▸ Problem description: From the first line of the data below, repeat each line exactly until you reach the line with "You are given a photograph. Locate the concrete"; include that line too.

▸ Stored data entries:
# # # #
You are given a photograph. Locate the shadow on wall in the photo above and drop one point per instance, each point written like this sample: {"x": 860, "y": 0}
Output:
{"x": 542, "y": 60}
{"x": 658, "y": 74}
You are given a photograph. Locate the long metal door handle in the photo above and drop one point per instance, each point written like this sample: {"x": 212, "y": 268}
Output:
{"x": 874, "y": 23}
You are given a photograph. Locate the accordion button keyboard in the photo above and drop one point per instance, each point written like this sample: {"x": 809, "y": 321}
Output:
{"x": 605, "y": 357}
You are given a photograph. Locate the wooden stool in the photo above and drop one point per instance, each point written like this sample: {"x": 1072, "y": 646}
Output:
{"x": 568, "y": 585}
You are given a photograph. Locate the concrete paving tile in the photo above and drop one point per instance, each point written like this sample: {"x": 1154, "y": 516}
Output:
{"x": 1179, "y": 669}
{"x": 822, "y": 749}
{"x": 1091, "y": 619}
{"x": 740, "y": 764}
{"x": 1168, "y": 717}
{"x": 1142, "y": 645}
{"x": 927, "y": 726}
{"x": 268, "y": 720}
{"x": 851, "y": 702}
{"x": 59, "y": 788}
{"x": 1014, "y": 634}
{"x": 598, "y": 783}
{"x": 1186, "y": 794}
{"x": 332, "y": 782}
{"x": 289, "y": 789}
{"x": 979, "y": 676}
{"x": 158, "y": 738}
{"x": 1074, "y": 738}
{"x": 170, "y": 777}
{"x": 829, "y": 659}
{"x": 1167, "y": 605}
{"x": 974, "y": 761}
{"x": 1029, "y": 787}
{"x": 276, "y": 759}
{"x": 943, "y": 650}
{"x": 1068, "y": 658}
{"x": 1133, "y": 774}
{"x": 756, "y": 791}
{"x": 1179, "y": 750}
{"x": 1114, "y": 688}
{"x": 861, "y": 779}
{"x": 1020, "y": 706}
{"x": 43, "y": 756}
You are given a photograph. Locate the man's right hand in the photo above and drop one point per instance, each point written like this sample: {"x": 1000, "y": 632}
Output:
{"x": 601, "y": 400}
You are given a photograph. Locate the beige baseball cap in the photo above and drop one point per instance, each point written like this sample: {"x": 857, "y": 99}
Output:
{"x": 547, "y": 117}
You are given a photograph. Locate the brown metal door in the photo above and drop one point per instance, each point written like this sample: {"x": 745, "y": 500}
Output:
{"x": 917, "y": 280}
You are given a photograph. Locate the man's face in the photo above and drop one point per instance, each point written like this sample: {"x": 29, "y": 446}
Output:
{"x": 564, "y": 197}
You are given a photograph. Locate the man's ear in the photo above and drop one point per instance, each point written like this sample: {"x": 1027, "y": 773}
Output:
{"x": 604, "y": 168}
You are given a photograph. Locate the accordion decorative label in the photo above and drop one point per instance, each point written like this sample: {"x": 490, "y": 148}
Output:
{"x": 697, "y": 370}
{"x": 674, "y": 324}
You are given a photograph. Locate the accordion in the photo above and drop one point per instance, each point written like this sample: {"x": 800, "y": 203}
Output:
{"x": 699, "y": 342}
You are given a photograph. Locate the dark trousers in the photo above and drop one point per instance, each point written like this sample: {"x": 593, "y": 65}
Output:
# # # #
▸ Answer box:
You are given a photograph. Locate the shadow on wall in the photo above and drop one point per instance, each point written like this sample: {"x": 860, "y": 0}
Output:
{"x": 542, "y": 60}
{"x": 658, "y": 74}
You are given a photograph. Locate the long metal door handle in the photo above and drop one point per instance, each point written like this sample: {"x": 212, "y": 268}
Output:
{"x": 874, "y": 23}
You are given a photograph. Locate the accordion button keyboard in the photo above and drop one point per instance, each point written like this sample: {"x": 809, "y": 321}
Output:
{"x": 605, "y": 357}
You are given a photograph. Locate the wooden stool in the photo above and drop one point per instance, each point written like this sample: {"x": 1072, "y": 646}
Output:
{"x": 568, "y": 585}
You are given a photograph. Locate the concrete paving tile in the photo above and drop one point per instance, each point written like this sample: {"x": 1154, "y": 516}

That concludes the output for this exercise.